- YOUR ASSIGNMENT -
Transcribe the records underneath word for word, and leave no line out.

Records from a data source:
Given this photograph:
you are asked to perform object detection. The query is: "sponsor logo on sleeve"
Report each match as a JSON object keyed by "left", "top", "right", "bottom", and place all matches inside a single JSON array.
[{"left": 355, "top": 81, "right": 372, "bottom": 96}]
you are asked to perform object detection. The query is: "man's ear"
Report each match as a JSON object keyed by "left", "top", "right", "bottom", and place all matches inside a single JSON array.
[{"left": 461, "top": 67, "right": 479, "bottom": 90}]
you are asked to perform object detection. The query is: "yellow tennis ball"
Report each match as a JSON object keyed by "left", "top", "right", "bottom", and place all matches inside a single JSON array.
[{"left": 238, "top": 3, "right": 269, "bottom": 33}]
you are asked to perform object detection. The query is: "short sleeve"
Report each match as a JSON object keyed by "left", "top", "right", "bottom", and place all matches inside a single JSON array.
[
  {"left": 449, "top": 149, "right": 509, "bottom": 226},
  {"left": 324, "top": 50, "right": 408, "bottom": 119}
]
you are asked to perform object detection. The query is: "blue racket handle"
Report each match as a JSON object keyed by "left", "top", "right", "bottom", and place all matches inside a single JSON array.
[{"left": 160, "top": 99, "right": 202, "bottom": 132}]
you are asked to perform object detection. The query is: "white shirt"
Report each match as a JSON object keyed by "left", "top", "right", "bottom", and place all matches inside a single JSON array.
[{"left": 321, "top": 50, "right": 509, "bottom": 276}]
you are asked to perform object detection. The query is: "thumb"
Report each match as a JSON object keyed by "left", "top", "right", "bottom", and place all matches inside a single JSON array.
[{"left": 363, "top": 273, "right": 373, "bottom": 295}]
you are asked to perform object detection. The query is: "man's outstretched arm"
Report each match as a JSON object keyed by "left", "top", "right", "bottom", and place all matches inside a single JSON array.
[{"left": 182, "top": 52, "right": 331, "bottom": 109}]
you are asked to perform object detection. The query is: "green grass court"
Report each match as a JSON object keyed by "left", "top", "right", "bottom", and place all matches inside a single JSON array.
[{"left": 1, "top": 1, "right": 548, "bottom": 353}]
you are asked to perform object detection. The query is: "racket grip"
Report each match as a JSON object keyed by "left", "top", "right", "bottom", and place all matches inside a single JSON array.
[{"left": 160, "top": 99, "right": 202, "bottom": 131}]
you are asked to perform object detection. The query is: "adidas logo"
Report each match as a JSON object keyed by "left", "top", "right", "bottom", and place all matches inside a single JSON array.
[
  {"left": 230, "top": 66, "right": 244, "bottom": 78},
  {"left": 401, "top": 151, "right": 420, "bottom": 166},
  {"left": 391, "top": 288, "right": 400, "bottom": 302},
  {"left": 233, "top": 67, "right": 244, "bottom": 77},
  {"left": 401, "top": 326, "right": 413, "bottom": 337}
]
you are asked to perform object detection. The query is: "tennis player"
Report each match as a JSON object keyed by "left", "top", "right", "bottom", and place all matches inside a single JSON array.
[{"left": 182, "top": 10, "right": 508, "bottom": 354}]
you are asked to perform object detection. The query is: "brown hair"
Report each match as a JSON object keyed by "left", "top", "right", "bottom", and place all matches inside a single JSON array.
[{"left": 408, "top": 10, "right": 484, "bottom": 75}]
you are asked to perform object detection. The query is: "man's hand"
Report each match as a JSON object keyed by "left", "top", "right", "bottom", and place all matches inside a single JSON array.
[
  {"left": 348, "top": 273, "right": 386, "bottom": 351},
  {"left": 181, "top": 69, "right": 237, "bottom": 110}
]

- OUTPUT FOR THIS TASK -
Given this photograph:
you are asked to perform object detection. The query is: "sponsor logo on sleeve"
Report each match as a JSON object keyed by "left", "top", "right", "bottom", and place all matches inside a single JSON array.
[{"left": 355, "top": 81, "right": 372, "bottom": 96}]
you are asked to perform object detection. The query is: "man's ear"
Report each match as a JSON object keyed by "left", "top", "right", "bottom", and place all matches inside a single JSON array.
[{"left": 461, "top": 67, "right": 479, "bottom": 90}]
you are asked to perform object detection. The query is: "yellow tennis ball"
Report each match as a JSON object keyed by "left", "top", "right", "bottom", and place all matches inside a single JSON array.
[{"left": 238, "top": 3, "right": 269, "bottom": 33}]
you are asked to perform object detection. The query is: "short sleeve"
Report each match as a JSON object keyed by "left", "top", "right", "bottom", and place all matches inside a single JSON array.
[
  {"left": 449, "top": 149, "right": 509, "bottom": 226},
  {"left": 324, "top": 50, "right": 408, "bottom": 119}
]
you are asked to perform object detection. The query is: "blue racket handle"
Report each match as a JSON object keyed by "left", "top", "right", "bottom", and place all matches inside a single JSON array.
[{"left": 160, "top": 99, "right": 202, "bottom": 132}]
you are asked to perform object detection. The query is: "white shirt"
Report each match as a JSON object keyed by "left", "top", "right", "bottom", and place all matches inside a single JSON array.
[{"left": 321, "top": 50, "right": 509, "bottom": 276}]
you are asked to perform object detection. The query is: "thumb"
Report each match as a JSON object keyed by "left", "top", "right", "bottom", and place all matches inside a single JSON array.
[{"left": 363, "top": 273, "right": 373, "bottom": 295}]
you are asked to perform object detection. The query is: "man's outstretched arm"
Report each match as a JSON object keyed by "left", "top", "right", "bottom", and place all matches inside a single JSON array.
[{"left": 182, "top": 52, "right": 331, "bottom": 109}]
you are asked to perform object detection. The query is: "green grass court"
Report each match as a JSON object keyed by "left", "top", "right", "bottom", and place all matches inside a single JSON array.
[{"left": 1, "top": 1, "right": 548, "bottom": 353}]
you are asked to perform object detection. The query is: "racket grip"
Report each match as a JSON object keyed by "left", "top", "right", "bottom", and place all matches inside a single JSON array.
[{"left": 160, "top": 99, "right": 202, "bottom": 131}]
you are asked to perform object detection. The query is: "adidas logo"
Report each match as a JSON object keyed by "left", "top", "right", "bottom", and place all matches inside a single JSON array.
[
  {"left": 230, "top": 66, "right": 244, "bottom": 78},
  {"left": 401, "top": 151, "right": 420, "bottom": 166},
  {"left": 391, "top": 288, "right": 400, "bottom": 302},
  {"left": 233, "top": 67, "right": 244, "bottom": 77},
  {"left": 401, "top": 326, "right": 413, "bottom": 337}
]
you are asked to perform object detection. The query is: "tennis player"
Report each match as a JSON object keyed by "left", "top", "right", "bottom", and place all matches inside a single JSON array.
[{"left": 182, "top": 10, "right": 508, "bottom": 354}]
you are asked to perform object detection. The query is: "brown hair"
Report each match as a JSON object keyed by "left", "top", "right", "bottom", and place all matches inside a single JSON array.
[{"left": 408, "top": 10, "right": 484, "bottom": 75}]
you are asked to perform object detection. The query is: "man's hand"
Report each match as a JSON object keyed by "left", "top", "right", "bottom", and place all matches inside a single JSON array.
[
  {"left": 348, "top": 273, "right": 386, "bottom": 351},
  {"left": 181, "top": 69, "right": 237, "bottom": 110}
]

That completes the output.